» **Problems**:
1. Reproduce the COP26 passage word for word, starting at the words "Failure to reach" and ending after the words "Advisor Jake Sullivan.".
2. According to the COP26 passage, what does Gina McCarthy say remains "the key deliverable" in Glasgow?
3. List every person identified by full name in the COP26 passage.
:: Selected text
President Joe Biden heads to the UN Climate Change Conference (COP26) in Glasgow this weekend, armed with the country’s most aggressive targets to cut greenhouse gas emissions and limit global warming to avert a full blown climate crisis.

Failure to reach an agreement on his domestic climate agenda risks weakening the president’s hand in global climate discussions.

With a key climate provision all but dead amid opposition from West Virginia Senator Joe Manchin, and disagreements over how to pay for a near $2 trillion social and climate spending bill, the White House played down expectations Tuesday, saying a deal was not necessary to ensure success at COP26.

“I believe that whether there is a deal this week or whether the negotiations continue, there will be a lot of energy and enthusiasm for the effort the president is undertaking right now to make bold, far-reaching investments that will deliver on his commitments, both with respect to climate and with respect to economic growth in the United States,” said National Security Advisor Jake Sullivan.

White House National Climate Advisor Gina McCarthy said "the key deliverable" in Glasgow remains a commitment by nations to take action that limits temperature rise to 1.5 degrees Celsius by 2050, a target climate scientists say is necessary to stave off the worst impacts of climate change.
::::
:: Dataset content
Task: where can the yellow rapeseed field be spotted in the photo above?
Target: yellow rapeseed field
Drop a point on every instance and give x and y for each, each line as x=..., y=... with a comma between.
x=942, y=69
::::
» **Full solutions**:
1.
Failure to reach an agreement on his domestic climate agenda risks weakening the president’s hand in global climate discussions.

With a key climate provision all but dead amid opposition from West Virginia Senator Joe Manchin, and disagreements over how to pay for a near $2 trillion social and climate spending bill, the White House played down expectations Tuesday, saying a deal was not necessary to ensure success at COP26.

“I believe that whether there is a deal this week or whether the negotiations continue, there will be a lot of energy and enthusiasm for the effort the president is undertaking right now to make bold, far-reaching investments that will deliver on his commitments, both with respect to climate and with respect to economic growth in the United States,” said National Security Advisor Jake Sullivan.

2. A commitment by nations to take action that limits temperature rise to 1.5 degrees Celsius by 2050.

3. Joe Biden, Joe Manchin, Jake Sullivan, Gina McCarthy